• _Jobs_
**1)** In the UK car sales text, why is the end-of-2018 date for the second-generation Nissan Juke called impossibly ambitious?
**2)** Reproduce the part of the UK car sales text that opens with the words "A couple of" and closes with "of Jaguar four-doors?", changing "saloons" to "sedans".
**3)** Carry on writing the UK car sales text past its final sentence.

• _Text block_
At a manufacturer level, the two biggest winners among the major brands have been Volkswagen and Seat. VW has grown from 7.7% in H1 2017 to 8.6% in H1 2018, driven mostly by the Golf and its crossover cousin, the Tiguan. Seat has grown from 2.1% to 2.7% over the same period. A brand without much of an identity for many years, Seat is increasingly a maker of VW Group crossovers at lower cost than VW. That sounds derivative, but the public’s appetite for such crossovers seems almost limitless.

Nissan and Fiat are the biggest car sales losers

Among the major manufacturers, the biggest losses have come from Nissan and Fiat. Nissan registrations have fallen by 30%, and its market share is down to 4.5% year-on-year, from 6.0% in H1 2017. The major culprit is the ageing Juke, which has fallen by 44%. It is no longer the best-selling B-segment crossover – it is well behind the Vauxhall Mokka X, and it is level with the uninspiring Ford Ecosport in second place. The second-generation Juke was expected by the end of 2018. However, as Nissan is only awarding supplier contracts as you read this, that date is now impossibly ambitious – it seems the current model will have to soldier on well into 2019.

Meanwhile, “Fiat loses share” is hardly news these days. The bare facts are that Fiat registrations are down by 25.8%, to a market share of just 1.75%, so, arguably, Fiat is no longer a mainstream brand in the UK for the first time since imports really got going in the 1960s.

When Sergio Marchionne, the outgoing chief executive, gave his last press conference, city analysts queued up to praise him for what he had done to the share value of Fiat Chrysler Automobiles (FCA). However, that was due to the surge in profits from Jeep and Ram pick-ups in the US – Fiat is now little more than a niche supplier of stylish Italian city cars.

A couple of other car companies are worth singling out for attention. Jaguar registrations were down 11% in the first half of 2018, which is not terrible against the overall market – until you remember that it has a brand-new E-Pace, and all its other major models are between one and four years old (XE, XF, F-Pace). Crossover sales are doing well, but sales of saloons look terrible. The XE is down 64.1% YTD, and is being outsold by the Audi A5, let alone the Audi A4, while the XF is down 43.1% and is being outsold by the Volvo S90/V90. Ever since the 1950s, Jaguar’s backbone has been executive and luxury saloons, but do current sales justify designing another generation of Jaguar four-doors?

However, Jaguar looks a picture of health compared to Infiniti, with its UK-made C-segment Q30/QX30 proving a catastrophic failure. Year on year, H1 registrations were down 83.8% to just 277 units – in a segment that has registered 400,000 cars so far this year, that is as close to zero as makes no difference.

• _Provided information_
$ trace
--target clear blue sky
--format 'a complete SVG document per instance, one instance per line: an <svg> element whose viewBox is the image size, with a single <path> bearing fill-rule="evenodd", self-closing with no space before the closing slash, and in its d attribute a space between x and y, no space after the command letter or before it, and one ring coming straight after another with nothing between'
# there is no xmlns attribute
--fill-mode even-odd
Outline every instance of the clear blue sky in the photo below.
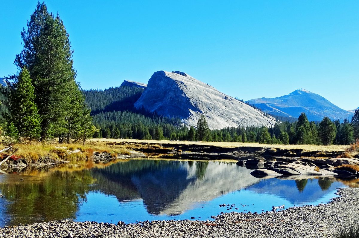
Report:
<svg viewBox="0 0 359 238"><path fill-rule="evenodd" d="M36 0L1 0L0 77L13 73ZM178 70L233 96L304 88L359 106L359 1L48 0L83 88Z"/></svg>

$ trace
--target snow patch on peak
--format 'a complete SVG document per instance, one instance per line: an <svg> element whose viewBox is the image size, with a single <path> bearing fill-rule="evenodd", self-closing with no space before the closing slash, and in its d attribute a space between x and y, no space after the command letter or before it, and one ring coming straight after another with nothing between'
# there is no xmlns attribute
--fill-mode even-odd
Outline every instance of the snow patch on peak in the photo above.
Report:
<svg viewBox="0 0 359 238"><path fill-rule="evenodd" d="M311 92L308 91L306 89L297 89L295 91L292 92L289 94L289 95L298 95L298 94L302 94L303 93L306 94L311 94L313 93Z"/></svg>
<svg viewBox="0 0 359 238"><path fill-rule="evenodd" d="M185 77L187 77L188 75L186 73L183 73L183 72L181 72L180 71L172 71L172 73L177 73L177 74L182 75L182 76L184 76Z"/></svg>

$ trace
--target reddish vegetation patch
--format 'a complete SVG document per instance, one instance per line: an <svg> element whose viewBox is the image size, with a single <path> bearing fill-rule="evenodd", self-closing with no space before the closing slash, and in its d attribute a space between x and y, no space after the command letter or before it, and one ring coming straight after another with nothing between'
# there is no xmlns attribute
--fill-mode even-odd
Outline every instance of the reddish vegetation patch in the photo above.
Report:
<svg viewBox="0 0 359 238"><path fill-rule="evenodd" d="M0 158L1 158L1 160L4 160L8 156L9 156L9 154L4 154L4 153L0 153ZM10 158L9 158L9 159L12 160L13 160L15 161L16 161L19 159L20 159L20 158L21 158L21 157L20 157L19 156L17 156L16 155L13 154L13 155L11 156L10 157Z"/></svg>
<svg viewBox="0 0 359 238"><path fill-rule="evenodd" d="M11 156L10 156L10 158L9 158L10 160L12 160L14 161L16 161L19 159L20 159L21 158L20 157L19 157L19 156L17 156L16 155L13 154L13 155Z"/></svg>

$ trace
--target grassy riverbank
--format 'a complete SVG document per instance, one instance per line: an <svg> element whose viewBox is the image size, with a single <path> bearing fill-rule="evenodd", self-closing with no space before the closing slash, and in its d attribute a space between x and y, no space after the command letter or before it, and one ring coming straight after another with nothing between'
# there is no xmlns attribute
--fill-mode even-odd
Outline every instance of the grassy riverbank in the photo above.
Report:
<svg viewBox="0 0 359 238"><path fill-rule="evenodd" d="M298 144L266 144L257 143L242 143L239 142L215 142L187 141L155 141L154 140L136 140L132 139L93 139L93 142L126 142L128 143L141 143L161 144L163 144L173 145L199 145L217 146L226 148L234 148L239 147L265 147L280 149L303 149L308 151L344 151L348 146L332 145L325 146L317 145Z"/></svg>

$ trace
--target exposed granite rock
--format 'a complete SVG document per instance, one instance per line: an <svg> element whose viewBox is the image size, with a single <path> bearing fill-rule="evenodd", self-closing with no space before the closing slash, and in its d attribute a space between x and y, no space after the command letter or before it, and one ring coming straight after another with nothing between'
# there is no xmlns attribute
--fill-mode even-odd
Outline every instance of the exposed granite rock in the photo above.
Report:
<svg viewBox="0 0 359 238"><path fill-rule="evenodd" d="M143 83L140 83L139 82L135 82L130 80L126 80L123 81L121 84L121 86L127 86L128 87L138 87L140 89L144 89L147 86L147 85Z"/></svg>
<svg viewBox="0 0 359 238"><path fill-rule="evenodd" d="M266 177L269 176L279 176L283 175L281 173L279 173L273 170L266 170L265 168L256 170L251 173L251 174L257 177Z"/></svg>
<svg viewBox="0 0 359 238"><path fill-rule="evenodd" d="M196 127L202 114L211 129L275 123L274 118L179 71L154 73L135 106L178 116L188 126Z"/></svg>

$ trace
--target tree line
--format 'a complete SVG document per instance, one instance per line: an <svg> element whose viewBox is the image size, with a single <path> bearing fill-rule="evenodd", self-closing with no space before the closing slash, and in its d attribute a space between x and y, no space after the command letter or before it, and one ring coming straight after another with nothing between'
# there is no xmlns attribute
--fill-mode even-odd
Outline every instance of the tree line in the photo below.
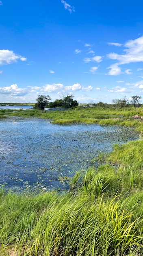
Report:
<svg viewBox="0 0 143 256"><path fill-rule="evenodd" d="M60 99L56 99L53 102L49 102L51 99L49 95L38 95L36 100L37 103L35 104L35 108L43 110L46 107L48 108L70 108L72 107L78 106L77 101L73 100L74 96L72 95L66 94Z"/></svg>
<svg viewBox="0 0 143 256"><path fill-rule="evenodd" d="M43 110L46 107L48 108L71 108L76 107L78 105L76 100L73 100L74 96L72 95L65 95L61 99L56 99L54 101L49 102L51 99L49 95L39 95L36 100L37 103L35 104L35 108ZM122 99L115 99L112 101L112 104L104 103L100 101L98 103L91 102L91 104L86 104L87 106L102 107L105 108L113 107L117 108L121 108L130 107L133 106L135 108L139 107L141 104L140 103L141 97L140 95L135 95L131 97L130 101L124 96Z"/></svg>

• _The responses_
**1)** Nissan is only now awarding supplier contracts for the new Juke, so it can't be ready by the end of 2018. The current model will likely have to stay on sale well into 2019.

**2)**
A couple of other car companies are worth singling out for attention. Jaguar registrations were down 11% in the first half of 2018, which is not terrible against the overall market – until you remember that it has a brand-new E-Pace, and all its other major models are between one and four years old (XE, XF, F-Pace). Crossover sales are doing well, but sales of sedans look terrible. The XE is down 64.1% YTD, and is being outsold by the Audi A5, let alone the Audi A4, while the XF is down 43.1% and is being outsold by the Volvo S90/V90. Ever since the 1950s, Jaguar’s backbone has been executive and luxury sedans, but do current sales justify designing another generation of Jaguar four-doors?

**3)**
Diesel registrations by segment H1 2018

The biggest question in the market is about the future (or possible non-future) of diesel.

Diesel Registrations segment share H1 2018 vs h1 2017Overall, diesel registrations are down 30.2%, but of more significance is what is happening segment by segment. It is no surprise that sales of B-segment diesels are down by 50.1% in H1 2018, but it is more significant that the share of diesels in the compact executive class has fallen from more than two-thirds in the first six months of 2017 (67.7%) to less than half in H1 2018 (46.9%). This segment was once epitomised by the BMW 320d, but even BMW now has a 50:50 split between petrol and diesels. It used to be that any car smaller than a Focus was likely to be petrol, and anything larger was likely to be diesel. Today, all major segments are predominantly petrol except SUVs and large executive saloons (e.g. the Mercedes-Benz E-Class).

The two largest segments – B-segment superminis and C-segment small family cars – appear remarkably stable, with sales falls of 5.4% and 5.5% respectively. However, within each segment there have been big changes.

In the B-segment, crossovers such as the Vauxhall Mokka X are up 17.5% year-on-year and take 27.8% of the segment. In contrast, MPVs such as the Kia Venga are down 66.5% and take just 1.7% of the segment. Hyundai and Kia take 78.4% of all B-segment MPV sales, so presumably they will have the responsibility of switching off the lights when the door closes on this segment in the next few years.

In the C-segment, it is a similar story. Crossovers such as the Tiguan are up 56.3% and take 21.6% of the segment, but MPVs are down 28.9% and take just 6% of segment sales. With no C-segment MPV likely to reach even 10,000 sales for the whole of 2018, one has to wonder if the sub-segment will revert to where it came from – small vans with windows for those who need maximum space on a modest budget. It may not be economically viable to design a separate MPV body for such low volumes.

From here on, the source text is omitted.